TUJUAN TUGAS: Bisakah Anda menuliskan ulang, persis kata demi kata, seluruh bagian teks di bawah tentang universitas riset di Indonesia mulai dari "Tetapi, izinkan saya" sampai ke "pemerintah versus swasta."?

TEKS YANG DISEDIAKAN:
TULISAN Prof. Terry Mart di Harian Kompas, 27 Oktober 2025, mengenai keniscayaan universitas riset (Research University) murni di Indonesia membuka diskusi penting tentang masa depan perguruan tinggi nasional yang saat ini lebih berfokus sebagai Universitas Pengajaran (Teaching University).
Saya mengapresiasi analisis komprehensif beliau yang menyoroti keberagaman model universitas riset global, mulai dari University of Cambridge dengan 38% mahasiswa pascasarjana hingga National University of Singapore (NUS) dengan 27%, dan University of Tokyo dengan 50% namun hanya 10% dosen internasional.
Tetapi, izinkan saya memperdalam pembahasan dengan menambahkan perspektif kritis mengenai tiga pilar struktural yang sesungguhnya menjadi akar persoalan: sistem promosi dosen, otonomi kampus, dan peran pemerintah versus swasta.

DATA YANG DIBERIKAN:
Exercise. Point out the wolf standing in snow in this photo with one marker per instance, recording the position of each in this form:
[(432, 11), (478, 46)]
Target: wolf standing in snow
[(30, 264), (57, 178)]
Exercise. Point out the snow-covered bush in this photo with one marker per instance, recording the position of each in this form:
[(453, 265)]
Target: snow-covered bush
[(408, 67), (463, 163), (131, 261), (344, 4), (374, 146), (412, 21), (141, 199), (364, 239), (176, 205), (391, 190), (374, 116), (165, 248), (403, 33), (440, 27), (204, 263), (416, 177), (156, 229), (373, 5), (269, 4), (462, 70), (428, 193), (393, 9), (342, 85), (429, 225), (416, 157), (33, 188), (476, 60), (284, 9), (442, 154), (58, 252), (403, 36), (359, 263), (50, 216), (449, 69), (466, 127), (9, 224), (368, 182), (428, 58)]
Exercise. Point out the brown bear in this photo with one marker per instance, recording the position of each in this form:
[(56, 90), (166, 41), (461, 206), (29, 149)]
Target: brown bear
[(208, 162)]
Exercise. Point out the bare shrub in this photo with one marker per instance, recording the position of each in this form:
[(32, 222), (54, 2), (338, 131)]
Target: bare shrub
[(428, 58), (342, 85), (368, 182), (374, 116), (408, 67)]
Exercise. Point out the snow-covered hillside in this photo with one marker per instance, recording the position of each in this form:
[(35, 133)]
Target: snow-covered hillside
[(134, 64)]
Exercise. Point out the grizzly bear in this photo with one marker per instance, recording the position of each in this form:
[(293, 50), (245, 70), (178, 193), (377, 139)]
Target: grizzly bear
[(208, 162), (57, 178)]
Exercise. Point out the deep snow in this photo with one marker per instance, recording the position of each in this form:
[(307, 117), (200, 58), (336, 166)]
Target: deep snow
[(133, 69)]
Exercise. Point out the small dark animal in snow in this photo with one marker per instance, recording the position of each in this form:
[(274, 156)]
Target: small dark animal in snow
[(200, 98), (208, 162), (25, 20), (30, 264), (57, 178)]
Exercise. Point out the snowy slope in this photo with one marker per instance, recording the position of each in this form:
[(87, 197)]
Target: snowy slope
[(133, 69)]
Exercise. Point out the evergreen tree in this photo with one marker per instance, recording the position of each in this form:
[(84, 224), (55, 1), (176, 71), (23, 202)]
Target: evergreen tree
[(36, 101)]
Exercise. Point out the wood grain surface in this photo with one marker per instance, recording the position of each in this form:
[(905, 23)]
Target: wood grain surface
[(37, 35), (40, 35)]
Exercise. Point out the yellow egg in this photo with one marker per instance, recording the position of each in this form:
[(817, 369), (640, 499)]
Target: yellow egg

JAWABAN TUGAS:
Tetapi, izinkan saya memperdalam pembahasan dengan menambahkan perspektif kritis mengenai tiga pilar struktural yang sesungguhnya menjadi akar persoalan: sistem promosi dosen, otonomi kampus, dan peran pemerintah versus swasta.